State how many lines in the material below contain the word "shoreline", and give only that number.

━━━ GIVEN DATA

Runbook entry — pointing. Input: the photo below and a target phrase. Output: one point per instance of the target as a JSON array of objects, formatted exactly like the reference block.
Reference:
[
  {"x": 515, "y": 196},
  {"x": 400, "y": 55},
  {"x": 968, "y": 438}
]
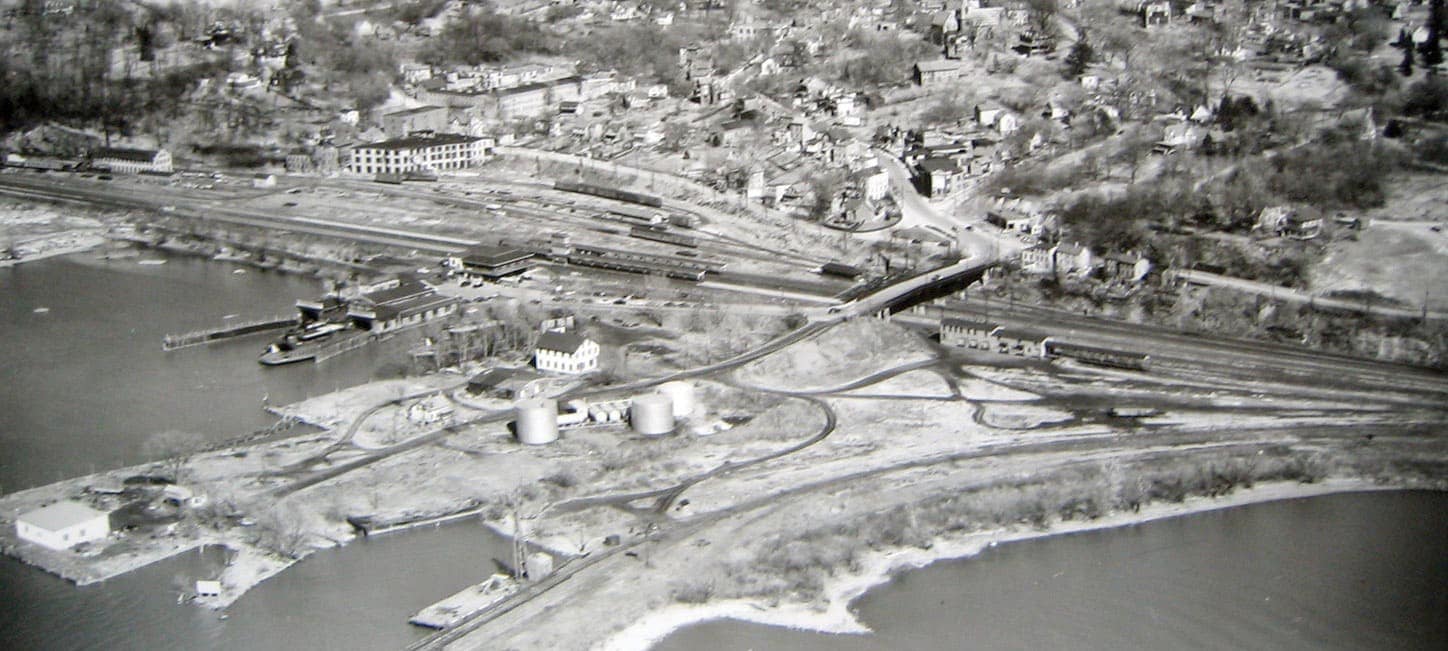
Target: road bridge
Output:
[{"x": 910, "y": 291}]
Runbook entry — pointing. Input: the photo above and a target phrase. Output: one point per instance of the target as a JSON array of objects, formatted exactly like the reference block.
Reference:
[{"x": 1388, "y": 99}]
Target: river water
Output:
[{"x": 86, "y": 382}]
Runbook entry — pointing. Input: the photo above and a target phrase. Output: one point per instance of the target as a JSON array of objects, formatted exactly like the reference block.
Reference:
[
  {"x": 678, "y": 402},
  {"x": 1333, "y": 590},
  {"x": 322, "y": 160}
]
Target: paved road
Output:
[{"x": 975, "y": 237}]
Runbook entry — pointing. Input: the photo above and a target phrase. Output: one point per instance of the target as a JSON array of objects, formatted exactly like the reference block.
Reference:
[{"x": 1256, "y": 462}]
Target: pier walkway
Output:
[{"x": 173, "y": 342}]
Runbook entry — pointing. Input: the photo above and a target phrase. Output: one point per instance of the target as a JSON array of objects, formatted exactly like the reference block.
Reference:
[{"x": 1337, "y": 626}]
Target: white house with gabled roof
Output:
[{"x": 565, "y": 353}]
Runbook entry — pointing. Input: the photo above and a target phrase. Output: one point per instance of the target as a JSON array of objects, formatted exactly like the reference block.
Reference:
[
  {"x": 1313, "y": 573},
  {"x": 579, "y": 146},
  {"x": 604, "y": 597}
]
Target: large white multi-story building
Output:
[
  {"x": 132, "y": 161},
  {"x": 419, "y": 154}
]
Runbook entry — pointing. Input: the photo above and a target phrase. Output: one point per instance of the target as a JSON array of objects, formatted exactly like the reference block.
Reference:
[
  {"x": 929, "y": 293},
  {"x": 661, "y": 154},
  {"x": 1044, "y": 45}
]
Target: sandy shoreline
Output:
[{"x": 881, "y": 566}]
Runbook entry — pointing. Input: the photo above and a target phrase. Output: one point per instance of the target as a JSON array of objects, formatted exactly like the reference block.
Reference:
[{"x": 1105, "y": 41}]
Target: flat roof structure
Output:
[
  {"x": 420, "y": 142},
  {"x": 61, "y": 515}
]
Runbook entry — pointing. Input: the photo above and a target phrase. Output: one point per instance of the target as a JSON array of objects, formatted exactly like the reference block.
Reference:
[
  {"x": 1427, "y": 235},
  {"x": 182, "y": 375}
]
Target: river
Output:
[
  {"x": 83, "y": 382},
  {"x": 86, "y": 382}
]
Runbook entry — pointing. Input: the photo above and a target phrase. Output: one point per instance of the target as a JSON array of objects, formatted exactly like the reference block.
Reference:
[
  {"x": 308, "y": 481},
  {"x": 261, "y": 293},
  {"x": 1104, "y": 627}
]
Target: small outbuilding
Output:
[
  {"x": 206, "y": 588},
  {"x": 62, "y": 525}
]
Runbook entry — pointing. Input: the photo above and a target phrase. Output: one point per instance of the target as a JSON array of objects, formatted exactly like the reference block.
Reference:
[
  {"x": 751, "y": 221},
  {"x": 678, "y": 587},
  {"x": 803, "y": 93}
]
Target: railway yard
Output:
[{"x": 823, "y": 439}]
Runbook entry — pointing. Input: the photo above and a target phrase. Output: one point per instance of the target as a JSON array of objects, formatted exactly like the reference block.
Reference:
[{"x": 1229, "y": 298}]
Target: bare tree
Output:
[{"x": 173, "y": 449}]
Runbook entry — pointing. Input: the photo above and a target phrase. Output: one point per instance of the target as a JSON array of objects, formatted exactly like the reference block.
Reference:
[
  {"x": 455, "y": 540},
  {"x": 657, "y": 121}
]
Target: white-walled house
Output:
[
  {"x": 565, "y": 353},
  {"x": 62, "y": 525}
]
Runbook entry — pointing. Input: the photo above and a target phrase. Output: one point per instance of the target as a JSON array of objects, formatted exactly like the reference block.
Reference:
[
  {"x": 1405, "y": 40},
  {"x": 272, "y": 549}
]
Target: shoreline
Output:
[
  {"x": 881, "y": 567},
  {"x": 87, "y": 239}
]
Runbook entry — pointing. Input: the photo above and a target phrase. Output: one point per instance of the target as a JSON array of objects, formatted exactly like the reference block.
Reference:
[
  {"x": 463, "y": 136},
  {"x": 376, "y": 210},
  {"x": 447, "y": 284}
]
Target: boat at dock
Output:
[
  {"x": 301, "y": 345},
  {"x": 465, "y": 603}
]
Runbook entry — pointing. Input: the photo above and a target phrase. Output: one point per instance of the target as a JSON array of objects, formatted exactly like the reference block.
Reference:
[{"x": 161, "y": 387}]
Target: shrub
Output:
[{"x": 694, "y": 592}]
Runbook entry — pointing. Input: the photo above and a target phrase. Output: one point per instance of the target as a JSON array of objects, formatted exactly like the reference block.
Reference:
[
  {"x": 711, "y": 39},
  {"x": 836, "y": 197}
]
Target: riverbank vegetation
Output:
[{"x": 797, "y": 566}]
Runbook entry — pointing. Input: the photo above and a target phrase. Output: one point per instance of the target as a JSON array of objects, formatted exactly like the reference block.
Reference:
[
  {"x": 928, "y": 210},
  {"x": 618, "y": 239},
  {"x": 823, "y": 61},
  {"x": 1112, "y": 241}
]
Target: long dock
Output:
[
  {"x": 458, "y": 608},
  {"x": 173, "y": 342}
]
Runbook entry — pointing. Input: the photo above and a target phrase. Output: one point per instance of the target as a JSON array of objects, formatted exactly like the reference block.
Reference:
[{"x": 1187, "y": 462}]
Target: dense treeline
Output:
[{"x": 485, "y": 38}]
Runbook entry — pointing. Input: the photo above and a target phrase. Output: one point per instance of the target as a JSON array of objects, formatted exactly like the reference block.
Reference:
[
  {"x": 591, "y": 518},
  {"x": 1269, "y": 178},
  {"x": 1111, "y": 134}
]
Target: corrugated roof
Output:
[
  {"x": 494, "y": 255},
  {"x": 940, "y": 65},
  {"x": 566, "y": 343},
  {"x": 1023, "y": 334},
  {"x": 414, "y": 112},
  {"x": 61, "y": 515},
  {"x": 126, "y": 154},
  {"x": 939, "y": 165},
  {"x": 967, "y": 324},
  {"x": 406, "y": 288}
]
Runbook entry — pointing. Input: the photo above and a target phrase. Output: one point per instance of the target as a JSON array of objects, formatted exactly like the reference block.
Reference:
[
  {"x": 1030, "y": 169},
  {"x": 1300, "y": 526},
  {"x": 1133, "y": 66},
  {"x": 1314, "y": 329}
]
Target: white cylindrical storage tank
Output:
[
  {"x": 682, "y": 397},
  {"x": 537, "y": 421},
  {"x": 652, "y": 414}
]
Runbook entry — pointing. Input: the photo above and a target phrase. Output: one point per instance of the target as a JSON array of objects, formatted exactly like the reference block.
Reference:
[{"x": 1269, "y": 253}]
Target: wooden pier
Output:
[{"x": 173, "y": 342}]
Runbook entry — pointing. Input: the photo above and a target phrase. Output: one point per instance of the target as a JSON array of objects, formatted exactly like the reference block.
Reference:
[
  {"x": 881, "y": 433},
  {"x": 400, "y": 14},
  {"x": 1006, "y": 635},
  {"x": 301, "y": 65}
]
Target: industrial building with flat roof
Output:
[
  {"x": 62, "y": 525},
  {"x": 493, "y": 262},
  {"x": 420, "y": 152}
]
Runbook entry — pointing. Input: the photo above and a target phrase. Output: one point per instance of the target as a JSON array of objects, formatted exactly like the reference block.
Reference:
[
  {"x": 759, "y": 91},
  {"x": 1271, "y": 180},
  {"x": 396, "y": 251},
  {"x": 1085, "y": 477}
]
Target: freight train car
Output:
[
  {"x": 656, "y": 235},
  {"x": 1099, "y": 356},
  {"x": 608, "y": 193},
  {"x": 636, "y": 266}
]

━━━━━━

→ REPLY TO THE EXERCISE
2